Unbounded Subagent Spawn
A supervisor spawns sub-agents that can spawn their own sub-agents — with no global cap on the tree size or recursion depth.
Intent & Description
🎯 Intent
Allowing each parent agent to spawn child agents that can themselves spawn further children — with no cap on total tree size or recursion depth.
📋 Context
Supervisor/orchestrator/researcher patterns decompose tasks by spawning sub-agents. That’’s the design. The problem: there’’s no global cap. A sufficiently complex task can spawn a tree of hundreds of agents, each burning tokens, before anyone notices.
💡 Solution
Maintain a global step budget across all descendants of a root request. Cap fan-out per supervisor (typically 5–10 children). Track parent_run_id in lineage so the full agent tree is inspectable. Pair with a kill-switch for emergency halt of the entire tree.

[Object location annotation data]
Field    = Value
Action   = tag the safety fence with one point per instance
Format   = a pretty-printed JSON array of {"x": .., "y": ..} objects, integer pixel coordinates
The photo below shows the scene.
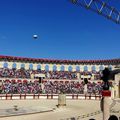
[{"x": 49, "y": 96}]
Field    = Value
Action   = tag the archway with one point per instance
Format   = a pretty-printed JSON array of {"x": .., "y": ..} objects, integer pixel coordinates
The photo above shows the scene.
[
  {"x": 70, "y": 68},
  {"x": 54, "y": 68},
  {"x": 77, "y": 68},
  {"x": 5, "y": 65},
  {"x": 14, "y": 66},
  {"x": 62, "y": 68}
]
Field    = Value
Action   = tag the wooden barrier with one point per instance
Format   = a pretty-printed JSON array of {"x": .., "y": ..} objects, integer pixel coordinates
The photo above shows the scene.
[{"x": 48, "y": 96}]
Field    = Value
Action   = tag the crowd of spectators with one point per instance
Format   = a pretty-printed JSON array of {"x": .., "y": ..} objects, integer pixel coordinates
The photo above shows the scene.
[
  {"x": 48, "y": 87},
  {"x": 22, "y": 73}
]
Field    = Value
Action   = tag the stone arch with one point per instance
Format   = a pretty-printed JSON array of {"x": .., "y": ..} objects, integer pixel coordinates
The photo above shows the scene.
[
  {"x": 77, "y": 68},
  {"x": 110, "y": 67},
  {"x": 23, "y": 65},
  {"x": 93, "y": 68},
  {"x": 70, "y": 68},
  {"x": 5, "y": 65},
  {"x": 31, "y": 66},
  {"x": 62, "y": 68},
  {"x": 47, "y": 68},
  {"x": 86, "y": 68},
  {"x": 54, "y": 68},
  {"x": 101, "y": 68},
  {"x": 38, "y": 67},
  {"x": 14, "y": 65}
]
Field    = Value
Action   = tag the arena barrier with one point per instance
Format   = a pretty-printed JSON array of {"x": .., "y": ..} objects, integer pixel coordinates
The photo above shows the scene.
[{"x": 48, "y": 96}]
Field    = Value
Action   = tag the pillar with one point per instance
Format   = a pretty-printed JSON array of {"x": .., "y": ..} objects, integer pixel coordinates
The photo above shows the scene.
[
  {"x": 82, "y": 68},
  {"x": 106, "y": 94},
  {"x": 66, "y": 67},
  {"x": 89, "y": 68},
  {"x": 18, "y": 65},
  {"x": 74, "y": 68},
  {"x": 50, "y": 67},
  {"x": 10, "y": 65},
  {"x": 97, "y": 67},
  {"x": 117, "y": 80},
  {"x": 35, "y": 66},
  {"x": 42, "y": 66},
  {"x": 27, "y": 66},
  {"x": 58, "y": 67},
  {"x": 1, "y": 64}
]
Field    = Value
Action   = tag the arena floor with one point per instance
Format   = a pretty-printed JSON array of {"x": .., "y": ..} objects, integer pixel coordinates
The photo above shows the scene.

### To-do list
1 - Answer these questions from the piece on unbounded subagent spawn:
(a) Which patterns does it say break tasks down by spawning sub-agents?
(b) How many children per supervisor does it give as a typical fan-out cap?
(c) What does it say to track in lineage so the full agent tree can be inspected?
2 - Pick up the piece on unbounded subagent spawn where it ends and extend it by a few more paragraphs.

### Task-by-task answers
1 -
(a) Supervisor/orchestrator/researcher patterns.
(b) Typically 5–10 children.
(c) parent_run_id.

2 -
Real-world Use Case
- Never use this; fan-out without a global cap can recursively explode the agent tree.
- Maintain a global step budget across all descendants of a root request.
- Cap fan-out per supervisor and track parent_run_id for inspectability.
Source
📌 TL;DR
Enforce a global step budget and fan-out cap across the entire agent tree — recursive spawning without limits is a cost catastrophe.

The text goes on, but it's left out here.